## Records supplied
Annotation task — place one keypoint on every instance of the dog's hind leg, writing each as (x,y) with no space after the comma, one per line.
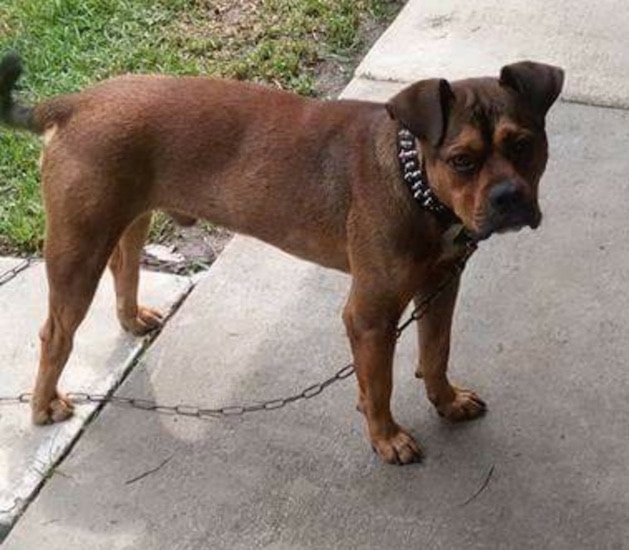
(76,255)
(125,268)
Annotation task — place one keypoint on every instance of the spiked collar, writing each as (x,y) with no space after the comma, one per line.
(414,175)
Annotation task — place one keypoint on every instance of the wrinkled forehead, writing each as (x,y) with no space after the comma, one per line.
(483,111)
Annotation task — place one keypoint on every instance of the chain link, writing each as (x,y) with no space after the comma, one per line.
(81,398)
(10,274)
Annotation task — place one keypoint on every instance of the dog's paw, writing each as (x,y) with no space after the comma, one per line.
(146,320)
(399,448)
(466,405)
(60,408)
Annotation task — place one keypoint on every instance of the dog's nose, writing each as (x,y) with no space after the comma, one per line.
(505,197)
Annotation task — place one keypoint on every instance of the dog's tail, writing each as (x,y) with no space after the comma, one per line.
(13,114)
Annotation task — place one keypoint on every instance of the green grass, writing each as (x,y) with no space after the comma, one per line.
(68,44)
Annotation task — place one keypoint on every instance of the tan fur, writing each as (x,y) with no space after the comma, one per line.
(319,180)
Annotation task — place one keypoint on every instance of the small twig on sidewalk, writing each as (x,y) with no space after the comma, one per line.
(482,487)
(149,472)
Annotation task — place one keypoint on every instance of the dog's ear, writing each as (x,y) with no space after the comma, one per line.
(540,84)
(423,108)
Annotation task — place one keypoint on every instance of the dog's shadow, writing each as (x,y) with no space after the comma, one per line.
(304,475)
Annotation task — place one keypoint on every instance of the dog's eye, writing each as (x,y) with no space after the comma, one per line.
(521,146)
(463,163)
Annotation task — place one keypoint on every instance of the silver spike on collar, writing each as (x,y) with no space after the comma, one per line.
(413,174)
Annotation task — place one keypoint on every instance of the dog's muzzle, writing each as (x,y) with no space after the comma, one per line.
(508,209)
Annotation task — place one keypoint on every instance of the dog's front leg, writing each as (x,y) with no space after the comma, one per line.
(434,343)
(371,327)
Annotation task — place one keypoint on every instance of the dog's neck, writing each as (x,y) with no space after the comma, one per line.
(416,179)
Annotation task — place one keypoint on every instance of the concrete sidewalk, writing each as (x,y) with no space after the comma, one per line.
(539,332)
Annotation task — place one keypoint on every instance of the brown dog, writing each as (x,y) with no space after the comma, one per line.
(320,180)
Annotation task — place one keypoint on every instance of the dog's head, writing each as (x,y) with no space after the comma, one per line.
(483,142)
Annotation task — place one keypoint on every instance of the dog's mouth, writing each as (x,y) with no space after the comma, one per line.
(508,222)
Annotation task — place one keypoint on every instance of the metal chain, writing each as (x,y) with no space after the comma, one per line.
(194,411)
(10,274)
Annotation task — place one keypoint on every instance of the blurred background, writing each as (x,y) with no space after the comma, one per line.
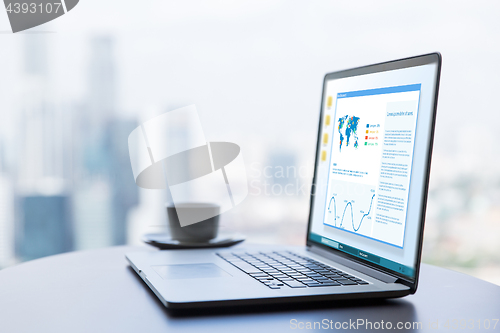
(73,89)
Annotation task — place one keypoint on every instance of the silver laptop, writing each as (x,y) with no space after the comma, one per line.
(367,208)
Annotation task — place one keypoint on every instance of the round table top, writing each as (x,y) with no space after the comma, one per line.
(96,291)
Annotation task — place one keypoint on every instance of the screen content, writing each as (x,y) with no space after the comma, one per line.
(372,163)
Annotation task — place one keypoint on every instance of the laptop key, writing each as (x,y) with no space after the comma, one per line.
(294,284)
(346,282)
(331,284)
(247,268)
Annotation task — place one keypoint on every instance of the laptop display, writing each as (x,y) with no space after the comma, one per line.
(372,163)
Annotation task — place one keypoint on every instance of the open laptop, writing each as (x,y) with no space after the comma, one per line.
(367,209)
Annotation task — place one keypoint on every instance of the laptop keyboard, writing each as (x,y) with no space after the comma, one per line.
(280,269)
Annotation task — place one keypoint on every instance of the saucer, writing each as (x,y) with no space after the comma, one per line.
(165,242)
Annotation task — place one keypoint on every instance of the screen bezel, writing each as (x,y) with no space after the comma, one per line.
(426,59)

## Your instructions
Word for word, copy the line containing "screen bezel, writing" and each line after it to the end of the records, and nothing besides.

## Answer for this exercise
Annotation task — place one keypoint on every instance of the screen bezel, writing each as (x,y) with no space after the comma, one per line.
(426,59)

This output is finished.